▶ REQUEST: Return word for word the lines of the listing below, from the line that contains "Definition for annotators: for every instance of the flat" through the line that contains "[[296, 662]]", including both of those lines and nothing else.

▶ Records taken from a dataset:

++++++++++

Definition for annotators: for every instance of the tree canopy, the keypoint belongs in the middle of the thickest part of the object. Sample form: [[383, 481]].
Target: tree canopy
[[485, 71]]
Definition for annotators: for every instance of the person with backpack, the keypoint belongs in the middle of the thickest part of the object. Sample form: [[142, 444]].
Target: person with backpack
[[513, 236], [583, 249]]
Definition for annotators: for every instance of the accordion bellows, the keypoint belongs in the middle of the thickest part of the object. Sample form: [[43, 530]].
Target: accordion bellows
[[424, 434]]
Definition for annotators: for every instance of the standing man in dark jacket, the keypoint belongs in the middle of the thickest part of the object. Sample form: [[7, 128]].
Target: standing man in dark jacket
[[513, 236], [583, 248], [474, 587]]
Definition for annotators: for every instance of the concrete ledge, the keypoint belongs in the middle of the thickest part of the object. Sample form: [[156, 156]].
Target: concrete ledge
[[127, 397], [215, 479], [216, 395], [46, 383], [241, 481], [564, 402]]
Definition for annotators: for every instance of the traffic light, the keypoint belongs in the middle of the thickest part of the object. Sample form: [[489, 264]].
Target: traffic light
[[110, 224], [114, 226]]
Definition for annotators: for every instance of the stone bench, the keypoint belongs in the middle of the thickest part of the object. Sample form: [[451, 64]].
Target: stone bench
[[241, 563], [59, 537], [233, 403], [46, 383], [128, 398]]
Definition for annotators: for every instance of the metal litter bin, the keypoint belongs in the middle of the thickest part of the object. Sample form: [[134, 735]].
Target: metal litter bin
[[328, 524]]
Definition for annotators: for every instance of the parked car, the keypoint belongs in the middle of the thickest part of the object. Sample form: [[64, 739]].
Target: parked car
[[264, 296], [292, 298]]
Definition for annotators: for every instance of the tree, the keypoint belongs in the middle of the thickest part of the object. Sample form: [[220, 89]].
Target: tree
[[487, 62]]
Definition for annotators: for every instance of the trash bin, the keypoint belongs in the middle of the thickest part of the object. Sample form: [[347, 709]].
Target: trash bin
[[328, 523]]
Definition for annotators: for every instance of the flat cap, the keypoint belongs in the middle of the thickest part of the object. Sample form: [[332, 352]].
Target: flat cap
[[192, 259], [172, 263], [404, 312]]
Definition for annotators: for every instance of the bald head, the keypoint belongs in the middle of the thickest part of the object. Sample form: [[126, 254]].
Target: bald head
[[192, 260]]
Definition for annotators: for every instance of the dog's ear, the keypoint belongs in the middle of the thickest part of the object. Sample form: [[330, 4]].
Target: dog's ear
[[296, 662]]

++++++++++

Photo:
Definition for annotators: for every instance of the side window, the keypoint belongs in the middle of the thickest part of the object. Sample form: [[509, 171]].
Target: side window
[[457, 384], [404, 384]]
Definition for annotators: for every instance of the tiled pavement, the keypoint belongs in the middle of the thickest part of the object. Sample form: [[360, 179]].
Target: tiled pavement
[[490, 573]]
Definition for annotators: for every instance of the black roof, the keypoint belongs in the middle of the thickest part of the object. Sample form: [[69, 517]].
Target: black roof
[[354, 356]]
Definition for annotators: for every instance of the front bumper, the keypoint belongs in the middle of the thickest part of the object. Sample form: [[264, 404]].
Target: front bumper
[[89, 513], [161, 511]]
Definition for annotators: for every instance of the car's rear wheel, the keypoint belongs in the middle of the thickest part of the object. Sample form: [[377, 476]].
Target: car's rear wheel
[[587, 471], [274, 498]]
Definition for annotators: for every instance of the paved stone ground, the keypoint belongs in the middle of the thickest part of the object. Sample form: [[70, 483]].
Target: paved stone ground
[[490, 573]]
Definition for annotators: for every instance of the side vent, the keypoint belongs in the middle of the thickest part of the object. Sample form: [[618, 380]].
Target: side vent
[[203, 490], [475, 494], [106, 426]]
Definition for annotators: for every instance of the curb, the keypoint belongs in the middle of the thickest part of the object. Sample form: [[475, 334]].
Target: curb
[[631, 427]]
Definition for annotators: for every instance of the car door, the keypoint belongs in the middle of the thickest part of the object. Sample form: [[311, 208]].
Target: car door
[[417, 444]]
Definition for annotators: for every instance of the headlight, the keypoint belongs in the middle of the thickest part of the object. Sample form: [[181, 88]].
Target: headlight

++++++++++

▶ THE RESPONSE:
Definition for annotators: for every instance of the flat cap, the keypoint belongs in the middle of the thickest part of the object. Sample form: [[332, 352]].
Target: flat cap
[[192, 259], [172, 263], [404, 312]]
Definition for annotators: for every instance of the bald head, the keypoint belongs in the middle of the thickest part of the object. Sample form: [[126, 254]].
Target: bald head
[[192, 260]]
Definition for annotators: for every instance of the dog's ear, the keypoint belongs in the middle of the thickest part of the object. Sample form: [[330, 4]].
Target: dog's ear
[[296, 662]]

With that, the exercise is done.